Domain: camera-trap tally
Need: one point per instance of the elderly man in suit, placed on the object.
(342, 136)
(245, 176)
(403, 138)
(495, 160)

=-=-=

Write out the listing again with "elderly man" swapped for "older gentleman" and nothing else changed.

Completed task —
Domain: camera-trap tally
Need: one point per instance of the older gentleman in suit, placed on the object.
(342, 136)
(245, 176)
(403, 138)
(495, 160)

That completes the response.